GIVEN PASSAGE:
A digressive reflection: Another thing about my experience is that I’d been preparing for it all my life. This was not some everyday bear sighting, which are marvelous in themselves and of which I’ve known a few. This was a long duration, then very close and intense, encounter between two apex predators who were well-fed, relaxed, mutually wary, and mutually curious. (For contrast, I’ll reveal now that on the descent I encountered a massive male black bear, maybe 30 yards away, bigger than the grizzly even, but it took off in fright when it heard me coming, tap-tap-tapping my ski poles as I walked through an area with limited visibility. These types of encounter are common and hardly worth recounting. This is left out of the next version.) I’ve been immersing myself in forest to uncover my true nature for over forty years. For over thirty years I carry a deep appreciation for the unwritten ways of what Toynbee calls our pre-civilizational ancestors, and for at least that much time I deeply feel there is what the Greeks called the world spirit. All this went into my openness, to the idea, that I might be able to get inside her head to monitor and influence her emotional state, just as tens of thousands of years of shamans have done before. Lo and behold, I know what I experienced, and no form of reductionism will convince me I’m deluded or that it’s all just a mentalized re-creation after the fact. The word shaman did not cross my mind until long after it was over (thank you Professor Vervaeke…) but it’s the right word, because I know of no better word to describe it. It strikes me that the world is full of people who would have met that bear and experienced none of the awe and wonder and echo aspects, because their modern mind would simply not have conceived or been open to it. Others might have drowned in their own internally-generated fear instead of reaching out empathically to feel what she was feeling. A seasoned park ranger might have shrugged off the incident, missing out on the awe for yet another reason. Me? I went to the mountain to renew my sacred absorption with nature, and the mountain did more than oblige.

RECORDED DATA:
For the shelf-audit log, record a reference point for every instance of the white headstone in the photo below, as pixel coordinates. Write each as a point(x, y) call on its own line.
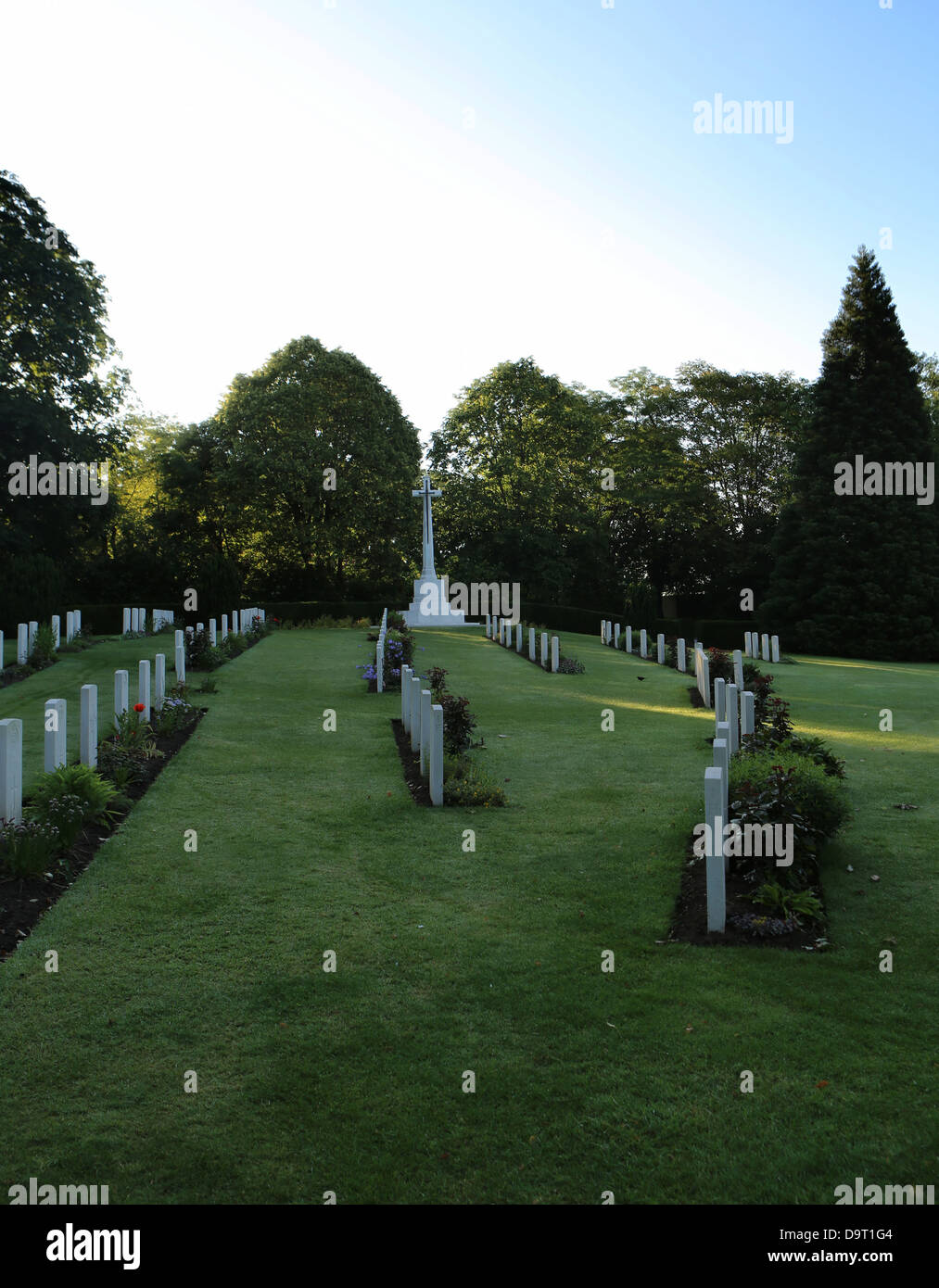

EXERCISE GOAL: List every trait the bear reflection gives to both apex predators in the close encounter.

OUTPUT:
- Well-fed
- Relaxed
- Mutually wary
- Mutually curious